▸ **What you are asked to do**:
Using the passage on The Music from Peter Gunn below, decide whether each statement agrees with it, and answer yes or no while quoting the deciding words. 1. The album was released in 1960. 2. Mancini wrote that the title theme owes more to rock and roll than to jazz. 3. The title theme moves through several chords.

▸ **Quoted passage**:

○ ○ ○

The Music from Peter Gunn is a soundtrack album to the TV series Peter Gunn, composed and conducted by Henry Mancini, and released in 1959 on RCA Victor. It was the first album ever to win the Grammy Award for Album of the Year in 1959. The album was followed by More Music from Peter Gunn, also released on RCA Victor in 1959.

The opening theme music is notable for its combination of jazz orchestration with a straightforward rock 'n roll beat. In his autobiography Did They Mention the Music? Mancini stated:
The Peter Gunn title theme actually derives more from rock and roll than from jazz. I used guitar and piano in unison, playing what is known in music as an ostinato, which means obstinate. It was sustained throughout the piece, giving it a sinister effect, with some frightened saxophone sounds and some shouting brass. The piece has one chord throughout and a super-simple top line.

○ ○ ○

▸ **Provided data**:
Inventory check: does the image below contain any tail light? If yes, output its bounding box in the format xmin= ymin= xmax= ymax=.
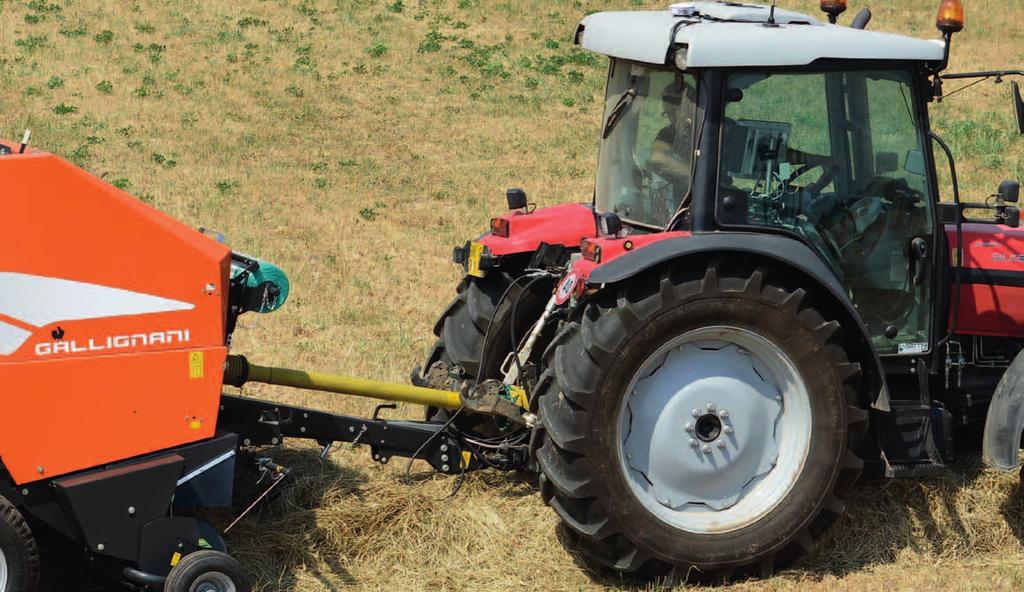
xmin=490 ymin=218 xmax=509 ymax=239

○ ○ ○

▸ **Response for this exercise**:
1. No: "released in 1959 on RCA Victor"
2. Yes: "The Peter Gunn title theme actually derives more from rock and roll than from jazz."
3. No: "The piece has one chord throughout and a super-simple top line."